PROBLEM TO SOLVE = Number the lines of the rows below as a list, one line per number, and skip any blank lines. Leave the pictures out.

INPUT ROWS =
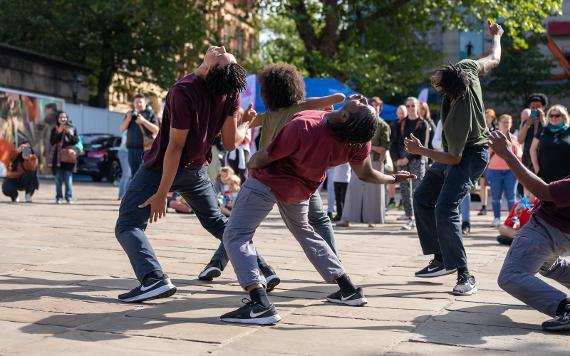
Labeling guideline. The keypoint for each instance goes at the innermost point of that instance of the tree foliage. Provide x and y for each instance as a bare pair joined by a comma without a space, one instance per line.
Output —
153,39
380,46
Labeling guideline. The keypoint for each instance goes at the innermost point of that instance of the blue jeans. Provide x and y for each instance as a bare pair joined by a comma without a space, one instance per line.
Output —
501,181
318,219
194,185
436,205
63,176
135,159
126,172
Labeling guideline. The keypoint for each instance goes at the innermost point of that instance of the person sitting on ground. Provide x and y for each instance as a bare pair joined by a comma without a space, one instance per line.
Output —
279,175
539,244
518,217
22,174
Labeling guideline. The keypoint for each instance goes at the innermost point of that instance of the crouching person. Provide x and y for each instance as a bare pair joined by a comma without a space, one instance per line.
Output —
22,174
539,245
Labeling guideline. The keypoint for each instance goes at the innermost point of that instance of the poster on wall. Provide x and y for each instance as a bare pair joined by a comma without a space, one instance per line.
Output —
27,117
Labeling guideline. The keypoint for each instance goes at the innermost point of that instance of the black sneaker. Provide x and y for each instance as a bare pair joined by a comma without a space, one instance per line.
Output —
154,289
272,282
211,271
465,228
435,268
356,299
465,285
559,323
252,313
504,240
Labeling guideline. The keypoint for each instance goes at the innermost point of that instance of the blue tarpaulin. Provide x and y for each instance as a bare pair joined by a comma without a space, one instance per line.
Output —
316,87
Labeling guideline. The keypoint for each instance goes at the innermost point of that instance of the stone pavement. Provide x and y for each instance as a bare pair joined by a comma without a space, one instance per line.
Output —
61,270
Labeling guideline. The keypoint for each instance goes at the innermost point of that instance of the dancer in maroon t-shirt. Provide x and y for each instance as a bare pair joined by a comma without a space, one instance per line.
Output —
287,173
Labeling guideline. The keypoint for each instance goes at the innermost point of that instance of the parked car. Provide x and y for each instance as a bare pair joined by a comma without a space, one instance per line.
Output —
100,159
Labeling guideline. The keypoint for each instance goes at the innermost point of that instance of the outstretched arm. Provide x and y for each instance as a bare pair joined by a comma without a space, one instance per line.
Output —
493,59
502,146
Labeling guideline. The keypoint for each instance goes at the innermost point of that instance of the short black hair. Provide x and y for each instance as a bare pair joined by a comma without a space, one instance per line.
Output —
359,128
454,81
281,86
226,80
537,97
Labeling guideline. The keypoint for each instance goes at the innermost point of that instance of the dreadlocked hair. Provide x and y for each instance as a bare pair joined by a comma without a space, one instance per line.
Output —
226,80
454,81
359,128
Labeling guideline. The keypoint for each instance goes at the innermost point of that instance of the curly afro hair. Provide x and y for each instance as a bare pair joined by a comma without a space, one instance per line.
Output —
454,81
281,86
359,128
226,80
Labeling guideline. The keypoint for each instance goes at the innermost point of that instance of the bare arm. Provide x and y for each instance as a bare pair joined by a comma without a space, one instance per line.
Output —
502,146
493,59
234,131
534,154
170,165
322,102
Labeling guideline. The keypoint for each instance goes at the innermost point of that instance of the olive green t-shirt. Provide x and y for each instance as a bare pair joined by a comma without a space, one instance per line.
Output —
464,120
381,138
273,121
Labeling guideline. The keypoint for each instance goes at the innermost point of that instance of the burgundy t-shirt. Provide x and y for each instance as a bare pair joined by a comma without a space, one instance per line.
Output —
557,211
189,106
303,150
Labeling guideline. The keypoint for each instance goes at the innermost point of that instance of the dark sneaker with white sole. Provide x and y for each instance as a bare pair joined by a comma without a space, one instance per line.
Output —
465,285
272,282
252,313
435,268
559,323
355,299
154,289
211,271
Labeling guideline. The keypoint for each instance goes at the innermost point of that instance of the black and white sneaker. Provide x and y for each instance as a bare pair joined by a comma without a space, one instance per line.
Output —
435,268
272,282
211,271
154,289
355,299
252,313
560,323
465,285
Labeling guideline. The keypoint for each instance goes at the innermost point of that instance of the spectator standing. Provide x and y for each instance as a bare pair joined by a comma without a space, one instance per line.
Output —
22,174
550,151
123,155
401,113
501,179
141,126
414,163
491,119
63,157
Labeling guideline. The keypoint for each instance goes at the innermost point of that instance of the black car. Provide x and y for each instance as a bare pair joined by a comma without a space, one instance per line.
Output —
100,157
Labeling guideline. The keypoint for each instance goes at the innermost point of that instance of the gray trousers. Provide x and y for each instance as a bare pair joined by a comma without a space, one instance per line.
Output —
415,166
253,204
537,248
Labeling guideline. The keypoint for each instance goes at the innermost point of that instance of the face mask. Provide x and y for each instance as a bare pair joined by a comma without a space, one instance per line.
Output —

FINISHED TASK =
1. Labeling guideline. The keypoint for each instance goes at the innermost point of that instance of the tree foliage. Provide x and y for each instance as a bare pair joined by a comma without a space, one instance per line.
2. Output —
3. 153,39
4. 380,46
5. Labeling guideline. The keypoint for each instance goes at the innermost point of that instance of the blue jeans. Provide x and y for each instance as a bare pair joined by a comma without a space, one instance per line.
6. Output —
7. 501,181
8. 318,219
9. 194,185
10. 436,205
11. 63,176
12. 135,159
13. 126,172
14. Labeling guideline. The keypoint for each instance goes at the innermost point of that instance of the person sitting on ground. Provide x and y for each instance as a bare pair joined by a comma without a space, one instance per line.
15. Output —
16. 279,175
17. 539,244
18. 518,217
19. 22,174
20. Labeling guideline. The keypoint for each instance goes at the innermost point of that instance of the crouching person. Provide x and y for each instance as a bare pair joined by a comma without a space, one instance per line.
21. Output —
22. 22,174
23. 539,245
24. Labeling guideline. The keypoint for each instance goes at the innermost point of that instance of the poster on wall. Provide x and y for each instance as a bare pair joined by a comma without a space, one instance per line.
25. Output —
26. 27,117
27. Labeling guideline. The keypoint for each instance goes at the innermost point of that instance of the black sneaker. Provide x and y for each instance as a bare pair joined by a comma without a space, one instance per line.
28. Output —
29. 154,289
30. 272,282
31. 211,271
32. 465,228
33. 435,268
34. 356,299
35. 465,285
36. 559,323
37. 252,313
38. 504,240
39. Labeling guideline. The keypoint for each instance goes at the innermost point of that instance of the blue tarpaulin. Provide x and y for each instance as a bare pair joined by a comma without a space, one instance per line.
40. Output —
41. 316,87
42. Labeling guideline. The keypoint for each instance goes at the innermost point of that instance of the stone pavement. Provide x and y for each instance as a bare pair joined by a comma without a space, one instance per line.
43. Output —
44. 61,270
45. Labeling guideline. The keypoint for each instance goes at the innermost point of that instance of the dancer in maroon t-shirt. Provide x and y for each instance as a bare pair joined by a comma without a space, one instance per line.
46. Output —
47. 287,173
48. Labeling guideline. The keypoint for each instance goes at the innermost point of that instance of the parked car. Provide x and y for each instance as a bare pair joined by a comma without a space, one instance per line.
49. Output —
50. 100,159
51. Labeling guideline. The keypoint for each instance goes at the innermost point of that instance of the outstretched arm. Provide x and y for each instance as a bare pair joined by a comma without a space, one instance per line.
52. Output —
53. 493,59
54. 502,146
55. Labeling guideline. The keypoint for each instance goes at the innermost point of that instance of the short black hair. Provide x and y for each instance as a bare pair joined by a comma without a space, one instance per line.
56. Output —
57. 359,128
58. 454,81
59. 281,86
60. 226,80
61. 537,97
62. Labeling guideline. The keypoint for each instance goes at the innermost point of that instance of the dreadlocked hair. Provide x and y for each instance as a bare pair joined by a comma without a space, one instance per line.
63. Output —
64. 226,80
65. 454,81
66. 359,128
67. Labeling guideline. The keypoint for each instance goes at the innermost point of that instance of the curly afro hair. Provide x and y for each instance as a bare pair joined by a comma without a space, one instance per line.
68. Output —
69. 454,81
70. 281,86
71. 359,128
72. 226,80
73. Labeling guideline. The keypoint for each instance goes at the innermost point of that instance of the bare arm. Provide x and y for each instance as a bare pair joined by a comma without a space, one instance per line.
74. Output —
75. 502,146
76. 493,59
77. 234,131
78. 534,154
79. 170,165
80. 322,102
81. Labeling guideline. The keypoint for each instance goes at the innermost point of that instance of the olive green t-shirt. Provide x and y for each instance as a bare pair joined by a comma without a space, one instance per line.
82. Output —
83. 464,120
84. 381,138
85. 273,121
86. Labeling guideline. The keypoint for each instance goes at the innermost point of that instance of the burgundy t-shirt. Provide x and y for each instance as a bare pair joined by a comma without a space, one instance per line.
87. Output —
88. 557,211
89. 189,106
90. 303,150
91. Labeling guideline. The keypoint for each instance goes at the innermost point of that instance of the dark sneaker with white sole. Provide x and y for each instance as a bare pair joined by a comma without a space, one instance per line.
92. Output —
93. 465,285
94. 272,282
95. 252,313
96. 435,268
97. 559,323
98. 355,299
99. 154,289
100. 211,271
101. Labeling guideline. The keypoint for each instance goes at the innermost point of that instance of the black and white sneaker. Provide x and y for each instance as a bare pair joined by a comma without a space, one instance per line.
102. Output —
103. 435,268
104. 272,282
105. 211,271
106. 154,289
107. 355,299
108. 252,313
109. 560,323
110. 465,285
111. Labeling guideline. The keypoint for each instance goes at the innermost point of that instance of the spectator standing. Provide x and y for each instance as a bare pair joined by a comma without a space, one instance per line.
112. Output —
113. 22,174
114. 550,151
115. 123,155
116. 401,113
117. 501,179
118. 141,126
119. 414,163
120. 491,119
121. 63,157
122. Labeling guideline. The keypoint for each instance goes at the innermost point of that instance of the black car. Provide x and y for each instance as a bare pair joined by a comma without a space, one instance per line.
123. Output —
124. 100,157
125. Labeling guideline. The keypoint for each instance goes at the innermost point of that instance of the gray trousers. Provide x and y for each instance as a bare pair joined by a comma without a space, one instance per line.
126. Output —
127. 415,166
128. 253,204
129. 537,248
130. Labeling guideline. The keypoint for each instance goes at the innermost point of that instance of the face mask. Provide x and y for each instance as a bare pair joined by a comma without a space, one instance per line.
131. Output —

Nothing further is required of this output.